━━━━━ EXTRACTED TEXT

In this particular case with the use of cellular technology, I think 4G is being used for the VOC function, 5G is being introduced as we speak, and in 10 to 15 years years we'd probably see 6G, maybe even 7G or 8G. At that point will 4G even be around for this to work? Remember you guys are "Buyer 1" but you have to sell it to "Buyer 2" who has to turn around and sell it to "Buyer 3" when the car is worth 5% to 10% of what it originally sold for.

If there's no cellular network that will allow this to work, it becomes another luxury 'do-dad' that actually decreases the value of the car (because it's one more thing to break that flashes an error code on the DIM) Combine that with Volvo's traditional stance of keeping VADIS or other diagnostic tools either very expensive or close to the dealer's chest, and all those fancy gizmos that seem so jolly-whiz-bang now may actually be a detriment in the long run when they have to get fixed.

Anyway, only someone's $.02, here, so take it as only one opinion of many.
A couple comments:

1) Believe it or not, Volvo only equipped the car with 3G, despite LTE being about a 10 year old technology already.

━━━━━━━━━━

*PROBLEM 1*. Could you quote the stretch of the Volvo cellular text from "If there's no" through "old technology already."?
*PROBLEM 2*. Continue the text about cellular technology in Volvo cars from the point where it stops.

━━━━━ EXTRACTED RECORDS

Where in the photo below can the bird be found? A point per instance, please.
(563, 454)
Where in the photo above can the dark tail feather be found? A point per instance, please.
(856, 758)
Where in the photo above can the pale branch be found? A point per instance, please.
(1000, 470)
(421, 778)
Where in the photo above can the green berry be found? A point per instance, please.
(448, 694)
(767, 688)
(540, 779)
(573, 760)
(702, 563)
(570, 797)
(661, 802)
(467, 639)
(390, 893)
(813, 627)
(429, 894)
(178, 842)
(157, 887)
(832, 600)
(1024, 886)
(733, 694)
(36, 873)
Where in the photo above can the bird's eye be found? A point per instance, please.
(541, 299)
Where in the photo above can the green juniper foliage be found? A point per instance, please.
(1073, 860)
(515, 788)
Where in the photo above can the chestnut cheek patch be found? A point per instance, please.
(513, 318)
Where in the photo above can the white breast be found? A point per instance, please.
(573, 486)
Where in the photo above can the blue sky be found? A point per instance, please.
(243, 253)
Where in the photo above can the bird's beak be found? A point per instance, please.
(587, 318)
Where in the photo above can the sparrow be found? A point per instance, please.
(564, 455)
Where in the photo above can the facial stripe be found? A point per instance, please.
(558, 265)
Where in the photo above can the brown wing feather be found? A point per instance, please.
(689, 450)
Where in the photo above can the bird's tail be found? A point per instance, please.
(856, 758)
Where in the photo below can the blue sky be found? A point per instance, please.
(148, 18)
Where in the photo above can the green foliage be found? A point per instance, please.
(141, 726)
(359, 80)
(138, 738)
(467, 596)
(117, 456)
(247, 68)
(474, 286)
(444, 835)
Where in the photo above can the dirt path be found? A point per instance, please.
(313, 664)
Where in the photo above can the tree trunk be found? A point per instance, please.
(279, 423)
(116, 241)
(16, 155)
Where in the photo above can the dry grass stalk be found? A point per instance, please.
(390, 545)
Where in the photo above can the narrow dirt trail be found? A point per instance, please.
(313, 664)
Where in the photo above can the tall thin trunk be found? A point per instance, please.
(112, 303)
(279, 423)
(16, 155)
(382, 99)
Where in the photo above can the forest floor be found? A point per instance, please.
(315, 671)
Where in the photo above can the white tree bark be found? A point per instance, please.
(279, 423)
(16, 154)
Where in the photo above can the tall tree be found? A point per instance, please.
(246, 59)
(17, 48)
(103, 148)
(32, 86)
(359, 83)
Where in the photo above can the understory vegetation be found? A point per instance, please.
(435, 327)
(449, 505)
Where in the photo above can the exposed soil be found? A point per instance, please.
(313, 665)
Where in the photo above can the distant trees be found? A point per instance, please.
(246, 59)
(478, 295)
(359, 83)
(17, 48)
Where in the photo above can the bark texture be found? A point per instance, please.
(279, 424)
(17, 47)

━━━━━━━━━━
━━━━━ EXTRACTED RECORDS

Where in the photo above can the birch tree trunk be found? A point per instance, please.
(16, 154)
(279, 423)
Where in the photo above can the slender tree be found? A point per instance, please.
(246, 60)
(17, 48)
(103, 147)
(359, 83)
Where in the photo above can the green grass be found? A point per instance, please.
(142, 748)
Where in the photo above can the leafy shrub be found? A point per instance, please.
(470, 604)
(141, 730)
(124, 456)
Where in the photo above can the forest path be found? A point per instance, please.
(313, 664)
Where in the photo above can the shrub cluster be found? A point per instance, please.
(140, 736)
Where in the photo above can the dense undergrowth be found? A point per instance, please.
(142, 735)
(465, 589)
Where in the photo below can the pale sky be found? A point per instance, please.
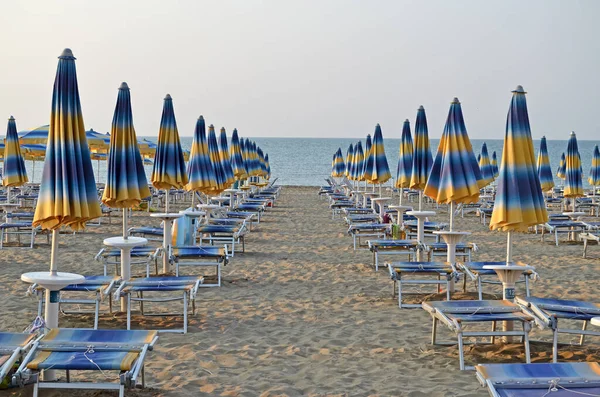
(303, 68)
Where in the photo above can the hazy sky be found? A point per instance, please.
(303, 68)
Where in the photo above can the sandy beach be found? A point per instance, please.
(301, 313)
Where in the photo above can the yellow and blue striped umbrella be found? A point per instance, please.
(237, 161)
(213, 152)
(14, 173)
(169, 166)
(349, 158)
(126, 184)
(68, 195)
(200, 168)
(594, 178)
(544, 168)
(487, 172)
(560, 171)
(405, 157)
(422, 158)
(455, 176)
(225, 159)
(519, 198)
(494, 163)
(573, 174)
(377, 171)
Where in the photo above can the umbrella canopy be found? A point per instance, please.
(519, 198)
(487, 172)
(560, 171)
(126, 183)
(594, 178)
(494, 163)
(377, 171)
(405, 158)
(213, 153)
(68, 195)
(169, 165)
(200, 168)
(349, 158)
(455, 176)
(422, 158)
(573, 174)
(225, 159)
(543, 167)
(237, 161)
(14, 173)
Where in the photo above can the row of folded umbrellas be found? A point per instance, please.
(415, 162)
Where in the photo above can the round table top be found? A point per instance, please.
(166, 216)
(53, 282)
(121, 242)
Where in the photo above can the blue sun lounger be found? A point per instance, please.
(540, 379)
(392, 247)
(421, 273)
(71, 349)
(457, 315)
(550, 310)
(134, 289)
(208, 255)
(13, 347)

━━━━━━━━━━

*WRITTEN REPLY 1*.
If there's no cellular network that will allow this to work, it becomes another luxury 'do-dad' that actually decreases the value of the car (because it's one more thing to break that flashes an error code on the DIM) Combine that with Volvo's traditional stance of keeping VADIS or other diagnostic tools either very expensive or close to the dealer's chest, and all those fancy gizmos that seem so jolly-whiz-bang now may actually be a detriment in the long run when they have to get fixed.

Anyway, only someone's $.02, here, so take it as only one opinion of many.
A couple comments:

1) Believe it or not, Volvo only equipped the car with 3G, despite LTE being about a 10 year old technology already.

*WRITTEN REPLY 2*.
2) So far most 4G/LTE mobile devices (and their underlying chips) are backward compatible not only with 3G but with it's predecessor (ever notice the "1x" on your phone?). That means current devices are able to use mobile tech that was in service at the end of last century. So unless there is a major change in the future, it's reasonable to expect that devices that use older cellular tech will still have service. The fact that Volvo chose a service already a decade in use for their new cars does decrease those odds somewhat, but you're probably still fine.

3) The rate of adoption for new generations of cellular signal tech is much slower than other technology, primarily because it cost the carriers billions of dollars. I wouldn't assume we would be on "7G or 8G" by the time these cars are end-of-life. "5G" maybe, which would make the Volvo tech 2 generations old.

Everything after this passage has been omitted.